§ What you should do: In the records below, count every line containing "coordinates". Reply with the number only.

§ Supplied data:
----

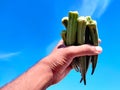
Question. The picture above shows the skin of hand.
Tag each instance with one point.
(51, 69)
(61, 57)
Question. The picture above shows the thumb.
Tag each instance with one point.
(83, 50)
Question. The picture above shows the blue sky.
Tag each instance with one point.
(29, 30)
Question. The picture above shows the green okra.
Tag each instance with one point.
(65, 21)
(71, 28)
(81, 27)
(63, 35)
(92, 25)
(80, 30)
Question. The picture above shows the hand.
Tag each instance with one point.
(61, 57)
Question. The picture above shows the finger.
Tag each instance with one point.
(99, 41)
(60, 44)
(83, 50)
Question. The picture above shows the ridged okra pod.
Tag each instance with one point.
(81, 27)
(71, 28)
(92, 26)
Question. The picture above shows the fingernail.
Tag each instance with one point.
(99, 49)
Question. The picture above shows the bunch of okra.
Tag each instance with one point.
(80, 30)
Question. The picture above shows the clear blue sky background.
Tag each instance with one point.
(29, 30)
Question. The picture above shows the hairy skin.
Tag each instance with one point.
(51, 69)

----

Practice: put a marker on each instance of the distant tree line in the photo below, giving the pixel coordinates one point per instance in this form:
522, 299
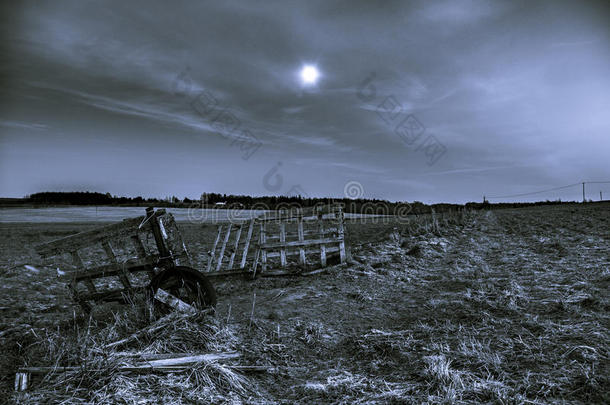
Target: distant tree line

----

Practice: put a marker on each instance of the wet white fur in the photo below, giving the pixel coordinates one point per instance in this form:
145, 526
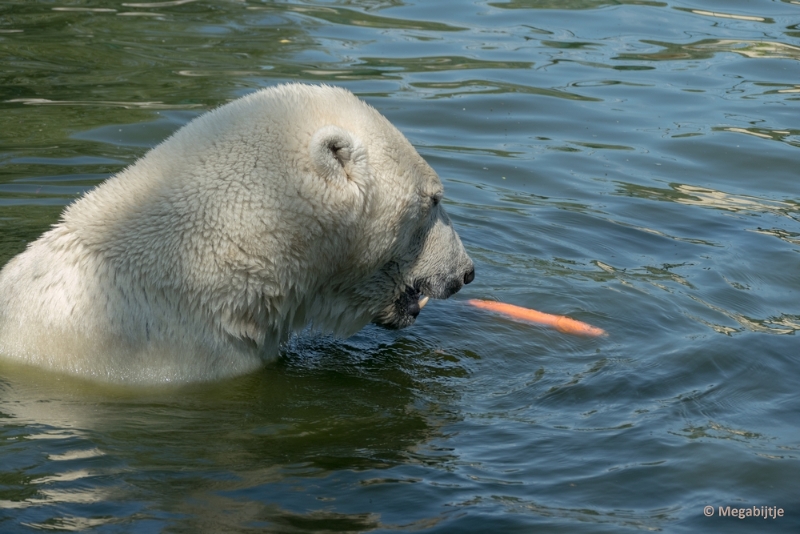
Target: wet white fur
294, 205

----

§ Task solution: 2